## What needs to be done:
Type out the records again, exactly as they are.

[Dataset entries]
------------
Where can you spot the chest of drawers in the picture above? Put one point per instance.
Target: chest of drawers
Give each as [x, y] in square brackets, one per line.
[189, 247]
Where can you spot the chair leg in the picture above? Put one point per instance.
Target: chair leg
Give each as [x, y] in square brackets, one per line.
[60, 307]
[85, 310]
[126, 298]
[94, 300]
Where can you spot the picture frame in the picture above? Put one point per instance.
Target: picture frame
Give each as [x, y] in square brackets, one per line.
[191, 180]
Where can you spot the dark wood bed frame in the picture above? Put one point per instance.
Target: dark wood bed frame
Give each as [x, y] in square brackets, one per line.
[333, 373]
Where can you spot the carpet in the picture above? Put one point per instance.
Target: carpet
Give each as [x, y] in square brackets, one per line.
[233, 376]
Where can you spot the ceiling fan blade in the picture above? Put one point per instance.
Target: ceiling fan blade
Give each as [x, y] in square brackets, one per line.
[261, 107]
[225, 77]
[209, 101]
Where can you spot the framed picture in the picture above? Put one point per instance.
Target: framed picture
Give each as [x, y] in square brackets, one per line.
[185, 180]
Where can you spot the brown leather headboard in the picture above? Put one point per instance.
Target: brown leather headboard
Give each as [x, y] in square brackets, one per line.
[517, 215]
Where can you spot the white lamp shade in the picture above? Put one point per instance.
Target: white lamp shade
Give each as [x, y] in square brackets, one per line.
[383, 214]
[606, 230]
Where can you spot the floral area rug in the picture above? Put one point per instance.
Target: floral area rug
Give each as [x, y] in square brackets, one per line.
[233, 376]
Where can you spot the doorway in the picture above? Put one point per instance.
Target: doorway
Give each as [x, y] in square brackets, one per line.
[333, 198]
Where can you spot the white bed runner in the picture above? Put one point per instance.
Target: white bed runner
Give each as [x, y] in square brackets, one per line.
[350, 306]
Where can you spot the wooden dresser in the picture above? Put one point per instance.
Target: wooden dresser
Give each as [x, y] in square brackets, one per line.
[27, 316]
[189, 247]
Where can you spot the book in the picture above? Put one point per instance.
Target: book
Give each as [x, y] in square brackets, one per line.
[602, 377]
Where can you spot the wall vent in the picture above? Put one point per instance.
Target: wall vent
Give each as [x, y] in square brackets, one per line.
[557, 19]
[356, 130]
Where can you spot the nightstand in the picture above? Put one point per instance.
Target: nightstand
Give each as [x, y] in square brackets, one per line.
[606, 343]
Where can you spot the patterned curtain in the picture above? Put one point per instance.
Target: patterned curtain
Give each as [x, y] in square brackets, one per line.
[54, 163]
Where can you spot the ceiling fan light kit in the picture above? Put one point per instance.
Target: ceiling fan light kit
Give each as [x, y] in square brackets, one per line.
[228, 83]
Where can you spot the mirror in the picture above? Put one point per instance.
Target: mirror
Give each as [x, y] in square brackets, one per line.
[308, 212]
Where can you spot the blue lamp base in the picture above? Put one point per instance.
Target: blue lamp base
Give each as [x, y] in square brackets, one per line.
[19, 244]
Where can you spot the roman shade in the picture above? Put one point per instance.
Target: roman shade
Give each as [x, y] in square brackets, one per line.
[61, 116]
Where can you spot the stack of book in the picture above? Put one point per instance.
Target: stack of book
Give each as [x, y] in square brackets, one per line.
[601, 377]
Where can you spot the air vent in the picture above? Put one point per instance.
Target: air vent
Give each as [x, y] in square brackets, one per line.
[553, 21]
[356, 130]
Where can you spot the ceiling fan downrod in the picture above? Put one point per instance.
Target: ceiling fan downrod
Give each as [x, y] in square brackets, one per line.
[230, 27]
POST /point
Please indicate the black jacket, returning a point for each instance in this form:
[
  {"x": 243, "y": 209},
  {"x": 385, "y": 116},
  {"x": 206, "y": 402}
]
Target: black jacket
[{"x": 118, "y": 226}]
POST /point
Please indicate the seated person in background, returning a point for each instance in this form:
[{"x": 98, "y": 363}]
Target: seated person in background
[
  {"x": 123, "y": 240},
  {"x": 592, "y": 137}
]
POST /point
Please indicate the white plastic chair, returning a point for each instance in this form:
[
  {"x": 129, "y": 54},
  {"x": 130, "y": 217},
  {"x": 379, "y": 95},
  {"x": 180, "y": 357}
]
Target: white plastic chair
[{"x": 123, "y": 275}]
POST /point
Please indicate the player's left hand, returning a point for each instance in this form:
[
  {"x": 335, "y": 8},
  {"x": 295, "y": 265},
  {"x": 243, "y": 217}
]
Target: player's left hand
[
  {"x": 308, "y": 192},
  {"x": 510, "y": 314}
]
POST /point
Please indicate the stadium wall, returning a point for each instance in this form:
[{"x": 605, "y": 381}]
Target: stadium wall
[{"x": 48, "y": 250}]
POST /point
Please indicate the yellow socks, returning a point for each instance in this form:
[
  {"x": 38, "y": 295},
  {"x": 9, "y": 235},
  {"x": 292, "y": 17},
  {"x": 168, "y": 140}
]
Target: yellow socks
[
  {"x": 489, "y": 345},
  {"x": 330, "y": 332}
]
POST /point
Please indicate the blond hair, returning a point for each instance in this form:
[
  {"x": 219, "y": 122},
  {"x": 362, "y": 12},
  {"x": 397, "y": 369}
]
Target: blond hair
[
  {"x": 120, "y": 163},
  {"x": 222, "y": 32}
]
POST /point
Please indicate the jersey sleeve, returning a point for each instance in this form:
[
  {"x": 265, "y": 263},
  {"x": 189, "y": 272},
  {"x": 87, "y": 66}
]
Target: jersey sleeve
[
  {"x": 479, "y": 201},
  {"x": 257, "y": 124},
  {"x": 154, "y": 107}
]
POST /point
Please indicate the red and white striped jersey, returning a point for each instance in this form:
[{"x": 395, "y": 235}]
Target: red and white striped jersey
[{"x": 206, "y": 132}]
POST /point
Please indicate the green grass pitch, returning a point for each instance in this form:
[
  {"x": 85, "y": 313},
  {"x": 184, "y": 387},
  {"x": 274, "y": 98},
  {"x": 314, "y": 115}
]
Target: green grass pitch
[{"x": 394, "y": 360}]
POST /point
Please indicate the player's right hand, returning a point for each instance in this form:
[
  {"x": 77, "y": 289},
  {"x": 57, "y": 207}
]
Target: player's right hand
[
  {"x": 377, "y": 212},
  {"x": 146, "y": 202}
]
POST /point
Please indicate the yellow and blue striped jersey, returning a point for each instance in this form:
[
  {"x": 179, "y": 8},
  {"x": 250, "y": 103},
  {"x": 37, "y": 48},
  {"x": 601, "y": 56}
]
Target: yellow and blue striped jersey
------------
## Answer space:
Where can you spot the chest of drawers in the picture above? Put one point per instance.
Target: chest of drawers
Give each as [x, y] in square brackets, one per line.
[189, 247]
Where can you spot the chair leg in the picture above? Put one point per instance.
Target: chair leg
Give each as [x, y] in square brackets, one per line.
[60, 307]
[85, 310]
[126, 298]
[94, 300]
Where can you spot the picture frame in the picture above? Put one point per instance.
Target: picture frame
Give each as [x, y] in square brackets, one per line.
[191, 180]
Where can you spot the dark wood bed frame in the picture above? Put one point per instance.
Target: dark wood bed frame
Give each as [x, y] in square brackets, one per line.
[333, 373]
Where can you spot the carpet in the picture above? Put one point per instance.
Target: carpet
Give each as [x, y] in square brackets, one per line.
[233, 376]
Where can you spot the ceiling fan blade in the picture above? Put one point per instance.
Target: ceiling fan blade
Give each as [x, y] in square brackets, one per line.
[261, 107]
[225, 77]
[209, 101]
Where can you spot the framed picture in the picture above? Put one point per instance.
Target: framed picture
Give each as [x, y] in square brackets, one per line.
[185, 180]
Where can you spot the brown leather headboard in the picture above? Put one point per instance.
Target: brown leather headboard
Give each as [x, y] in square brackets, one per line.
[517, 215]
Where can you spot the white lamp shade in the picture above? Put one point per instance.
Target: white lamp shade
Give each as [x, y] in square brackets, one per line.
[383, 214]
[606, 230]
Where can you spot the floral area rug in the picture above? Put one point per instance.
Target: floral area rug
Give each as [x, y] in square brackets, one per line.
[233, 376]
Where can you spot the doorway in the picture above? Put one point per instance.
Target: doorway
Give each as [x, y] in square brackets, one per line.
[333, 198]
Where can you spot the white bed runner in the picture above? Put one point per instance.
Target: white bed runner
Give each as [x, y] in square brackets, one per line.
[350, 306]
Where can you spot the wooden dresser in the picture above? Put one point per instance.
Target: wooden dresser
Give each as [x, y] in square brackets, one per line.
[27, 316]
[189, 247]
Where can you spot the book in the picture above? Put one point per instance.
Target: book
Give each as [x, y] in square brackets, one per line.
[602, 377]
Where can you spot the wall vent in the picture above? Put one point per instance.
Target: wall vent
Give each as [x, y] in square brackets, one per line.
[557, 19]
[356, 130]
Where can you spot the nightstand in the picture above? Put one point per instance.
Target: nightstand
Give each as [x, y] in square brackets, one per line.
[606, 343]
Where can you spot the patterned curtain in the picture above? Put one point per instance.
Target: patterned curtain
Give each as [x, y] in square brackets, one per line.
[54, 163]
Where can you spot the ceiling fan light kit in the picture above? Put one point per instance.
Target: ceiling fan light kit
Give each as [x, y] in square brackets, one per line.
[228, 83]
Where can you spot the mirror in the picture above? Put one point per instance.
Target: mirror
Give each as [x, y] in square brackets, one per line.
[308, 212]
Where can you spot the blue lamp base in the picture above? Put one point per instance.
Target: blue lamp base
Give each as [x, y] in square brackets, one per line.
[19, 244]
Where can you spot the roman shade in the picture above? Put one point per instance.
Target: roman shade
Give each as [x, y] in square brackets, one per line.
[61, 116]
Where can you spot the stack of book in the picture above? Put one point per instance.
Target: stack of book
Give each as [x, y] in square brackets, one per line.
[601, 377]
Where can you spot the air vent in the picture above? Put one point per instance.
Target: air vent
Give each as [x, y] in square brackets, one per line.
[553, 21]
[356, 130]
Where can you spot the ceiling fan downrod in the picture above? Put one point per instance.
Target: ceiling fan downrod
Give each as [x, y] in square brackets, one per line.
[230, 27]
POST /point
Please indicate the black jacket, returning a point for each instance in this form:
[
  {"x": 243, "y": 209},
  {"x": 385, "y": 116},
  {"x": 206, "y": 402}
]
Target: black jacket
[{"x": 118, "y": 226}]
POST /point
Please indicate the seated person in background, returning a point for each instance in this form:
[{"x": 98, "y": 363}]
Target: seated person in background
[
  {"x": 123, "y": 240},
  {"x": 592, "y": 137}
]
POST /point
Please indicate the white plastic chair, returning a point for each instance in this form:
[
  {"x": 129, "y": 54},
  {"x": 130, "y": 217},
  {"x": 379, "y": 95},
  {"x": 180, "y": 357}
]
Target: white plastic chair
[{"x": 123, "y": 275}]
POST /point
Please indicate the player's left hand, returning a point for each instance in this form:
[
  {"x": 335, "y": 8},
  {"x": 295, "y": 265},
  {"x": 243, "y": 217}
]
Target: player's left hand
[
  {"x": 308, "y": 192},
  {"x": 510, "y": 314}
]
POST /point
Please indicate the stadium wall, returning a point for each instance in this form:
[{"x": 605, "y": 381}]
Target: stadium wall
[{"x": 48, "y": 250}]
POST /point
Please indicate the yellow socks, returning a point for each instance in this form:
[
  {"x": 38, "y": 295},
  {"x": 9, "y": 235},
  {"x": 292, "y": 17},
  {"x": 168, "y": 140}
]
Target: yellow socks
[
  {"x": 489, "y": 345},
  {"x": 330, "y": 332}
]
POST /point
Please indicate the blond hair, returning a point for each instance in this form:
[
  {"x": 219, "y": 122},
  {"x": 362, "y": 12},
  {"x": 397, "y": 369}
]
Target: blond hair
[
  {"x": 120, "y": 163},
  {"x": 222, "y": 32}
]
POST /point
Please indicate the jersey sleeve, returning a point for each instance in this form:
[
  {"x": 265, "y": 263},
  {"x": 189, "y": 272},
  {"x": 87, "y": 66}
]
Target: jersey sleeve
[
  {"x": 479, "y": 201},
  {"x": 257, "y": 124},
  {"x": 154, "y": 107}
]
POST /point
Please indicate the red and white striped jersey, returning a point for each instance in this form:
[{"x": 395, "y": 235}]
Target: red and white striped jersey
[{"x": 206, "y": 132}]
POST /point
Please indicate the green grass pitch, returning a point for each instance in this form:
[
  {"x": 85, "y": 313},
  {"x": 184, "y": 387},
  {"x": 274, "y": 98},
  {"x": 314, "y": 115}
]
Target: green grass pitch
[{"x": 394, "y": 360}]
POST /point
Please indicate the player's right hand, returning a point for each instance in this form:
[
  {"x": 77, "y": 289},
  {"x": 57, "y": 207}
]
Target: player's right hand
[
  {"x": 377, "y": 212},
  {"x": 146, "y": 202}
]
POST /point
Please indicate the yellow and blue striped jersey, returning a point for each instance in this form:
[
  {"x": 179, "y": 8},
  {"x": 250, "y": 103},
  {"x": 37, "y": 48},
  {"x": 601, "y": 56}
]
Target: yellow and blue striped jersey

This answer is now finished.